**WHAT YOU SHOULD DO**
Continue the passage about the mother called "the chubby one" from the point where it stops.

╭─ PASSAGE

"That's my Mum -the chubby one over there."
Why is it that when people discuss child abuse they are never referring to the psychic damage that can be done to mothers by the casual remarks of their feckless offspring? The Ukranian Fruit Bat (who shows no signs of growing out of her tendency to spend a good many waking hours hanging upside down off stuff) was explaining that she'd have to check out the sleepover arrangements with "the chubby one".
"She's not that chubby," said her friend, also upside down, who I decided I quite liked. "Ahhh. Yeah she is." Said the fruit bat who I thought might be getting close to the not-so-cute cut-off point that might make me sign those adoption papers now, before no one would take her. As they swung off to play aerial "lava tiggy" oblivious to the psychological train wreck they'd left behind, I decided something must be done. What if ginger crunch was not an essential part of the food pyramid ? What if dark chocolate and a glass of red now and again was not in fact, a necessary religious rite? What if there were more to exercise than beating eggs for a chocolate almond cake? But what if ... the time had come to ... gym?! I had taken tentative baby steps towards that slippery slope over the last year as I noticed my jeans shrink in the wash. We had an abominiser or whatever that circular contraption is that women who've married their cosmetic surgeon and then ditched him for their orthodontist use. The fruit bat used it to swing on. Later we dried laundry on it. There was the vintage cycling machine - but the mad Latin said it threatened his manhood and was pointless being, by nature, motionless.

╰─
╭─ INPUT DATA

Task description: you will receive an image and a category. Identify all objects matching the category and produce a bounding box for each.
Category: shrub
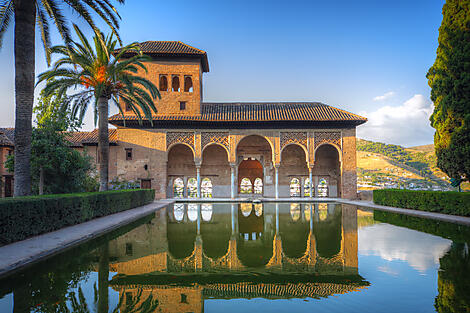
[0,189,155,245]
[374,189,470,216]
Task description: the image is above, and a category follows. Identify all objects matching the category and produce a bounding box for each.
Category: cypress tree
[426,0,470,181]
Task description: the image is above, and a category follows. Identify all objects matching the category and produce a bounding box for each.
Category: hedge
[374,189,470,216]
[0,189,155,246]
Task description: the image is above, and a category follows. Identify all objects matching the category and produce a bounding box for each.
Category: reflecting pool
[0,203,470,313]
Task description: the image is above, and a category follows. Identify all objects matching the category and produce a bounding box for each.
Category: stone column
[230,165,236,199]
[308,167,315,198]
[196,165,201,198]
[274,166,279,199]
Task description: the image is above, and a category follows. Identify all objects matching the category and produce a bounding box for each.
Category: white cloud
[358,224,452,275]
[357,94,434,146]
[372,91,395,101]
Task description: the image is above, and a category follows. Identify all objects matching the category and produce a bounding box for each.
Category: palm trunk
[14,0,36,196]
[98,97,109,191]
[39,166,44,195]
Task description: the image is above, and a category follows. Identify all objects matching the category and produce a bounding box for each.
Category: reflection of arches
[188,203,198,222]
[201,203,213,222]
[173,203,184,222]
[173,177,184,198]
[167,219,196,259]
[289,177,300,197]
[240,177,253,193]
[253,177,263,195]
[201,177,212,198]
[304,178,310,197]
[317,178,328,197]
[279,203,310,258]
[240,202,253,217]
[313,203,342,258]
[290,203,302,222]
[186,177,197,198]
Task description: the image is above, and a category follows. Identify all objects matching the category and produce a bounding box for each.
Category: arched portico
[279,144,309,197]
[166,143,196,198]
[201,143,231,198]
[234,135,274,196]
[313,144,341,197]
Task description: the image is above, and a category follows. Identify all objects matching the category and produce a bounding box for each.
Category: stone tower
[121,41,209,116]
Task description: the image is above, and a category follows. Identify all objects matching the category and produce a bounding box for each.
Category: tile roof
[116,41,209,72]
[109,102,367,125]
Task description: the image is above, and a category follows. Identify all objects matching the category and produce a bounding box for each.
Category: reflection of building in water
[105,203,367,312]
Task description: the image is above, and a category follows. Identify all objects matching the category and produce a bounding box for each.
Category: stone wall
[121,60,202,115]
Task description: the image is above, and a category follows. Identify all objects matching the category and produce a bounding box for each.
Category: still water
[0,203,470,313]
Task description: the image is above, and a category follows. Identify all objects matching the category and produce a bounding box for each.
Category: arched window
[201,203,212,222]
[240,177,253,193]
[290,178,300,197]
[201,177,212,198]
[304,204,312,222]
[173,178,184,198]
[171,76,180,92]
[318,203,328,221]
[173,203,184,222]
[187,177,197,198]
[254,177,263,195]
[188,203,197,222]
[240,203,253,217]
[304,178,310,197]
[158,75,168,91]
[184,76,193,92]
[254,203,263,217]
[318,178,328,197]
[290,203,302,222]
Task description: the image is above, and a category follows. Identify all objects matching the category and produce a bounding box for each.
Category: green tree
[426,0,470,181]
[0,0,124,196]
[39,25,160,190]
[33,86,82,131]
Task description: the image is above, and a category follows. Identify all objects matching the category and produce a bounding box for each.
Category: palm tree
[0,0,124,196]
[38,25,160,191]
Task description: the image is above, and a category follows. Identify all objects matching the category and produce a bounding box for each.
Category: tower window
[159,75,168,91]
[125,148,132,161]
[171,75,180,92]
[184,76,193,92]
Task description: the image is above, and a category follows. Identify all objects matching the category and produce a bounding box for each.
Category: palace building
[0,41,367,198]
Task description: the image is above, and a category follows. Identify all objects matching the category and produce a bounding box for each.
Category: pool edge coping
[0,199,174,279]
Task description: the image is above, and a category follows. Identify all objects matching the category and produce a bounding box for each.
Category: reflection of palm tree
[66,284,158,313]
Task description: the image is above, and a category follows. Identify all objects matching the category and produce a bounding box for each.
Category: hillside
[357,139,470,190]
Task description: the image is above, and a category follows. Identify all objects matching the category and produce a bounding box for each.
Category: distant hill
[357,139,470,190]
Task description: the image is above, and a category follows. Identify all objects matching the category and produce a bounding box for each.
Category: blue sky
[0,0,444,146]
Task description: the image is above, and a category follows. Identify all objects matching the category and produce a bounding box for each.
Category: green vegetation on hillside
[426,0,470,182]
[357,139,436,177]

╰─

**EXERCISE RESULT**
The fruit bat begged him to stop waving to our neighbours while using it because a) it was lame and b) they had only just recovered from his attempts to follow the Brazillian yoga teacher (now married to a good friend) doing "downward dog" on our verandah in his undies last winter. She felt that it was possible to die from embarrassment and she had, according to her telling of it, seen the light in the tunnel that morning and the neighbours had seen far more than was indeed necessary or wholesome.
I had asked a number of people over the last few months, feigning casual research, their secrets for maintaining their svelte outlines. I wanted exotic Japanese teas and interesting yogic postures - preferably ones that could be held while eating chocolate cake. Disappointment reigned. Without exception the advice was to eat less and put a pair of running shoes on. Who knew? For a brief moment I held on to wild hope as a local radio journalist advocated "good food and a determination to continue bonking into your dotage" as sage beauty advice - which I thought was promising. Until she wrecked it by adding that she also did quite a lot of weights. No escape.